__Exercise__
Reproduce every item below word for word, keeping each line as it appears.
::::::
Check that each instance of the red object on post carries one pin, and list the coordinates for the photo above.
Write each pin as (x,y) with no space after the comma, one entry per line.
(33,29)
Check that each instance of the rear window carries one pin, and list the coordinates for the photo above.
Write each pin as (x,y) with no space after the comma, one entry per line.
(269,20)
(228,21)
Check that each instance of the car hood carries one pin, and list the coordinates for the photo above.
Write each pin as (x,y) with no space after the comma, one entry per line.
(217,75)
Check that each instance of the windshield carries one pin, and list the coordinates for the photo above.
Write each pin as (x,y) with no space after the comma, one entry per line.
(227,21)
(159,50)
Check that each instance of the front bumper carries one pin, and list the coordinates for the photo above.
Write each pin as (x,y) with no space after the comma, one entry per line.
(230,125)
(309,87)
::::::
__Reply to the exercise__
Check that each instance of the red object on post carries one pin, and list the coordinates for the photo above.
Write each pin as (x,y) with no space after the comma, one entry per line.
(33,29)
Check that each instance of the rear window carries one pin, and list the coordinates for the photo above.
Write each pin as (x,y) with no space after the comma, one entry per line.
(269,20)
(228,21)
Check that each instance of the car hood carries one pin, and list the coordinates for the photo above.
Write each pin as (x,y) with no space after the comma, one entry per line.
(217,75)
Check that each instance of the windshield carries one pin, and list the coordinates for the photo above.
Write each pin as (x,y) with no space after the comma, one entry per line.
(227,21)
(159,50)
Check that each instance of the front bumper carries one pin, and list the coordinates for the photo above.
Write each pin as (x,y) with no space after the comma, one entry per line.
(230,125)
(309,87)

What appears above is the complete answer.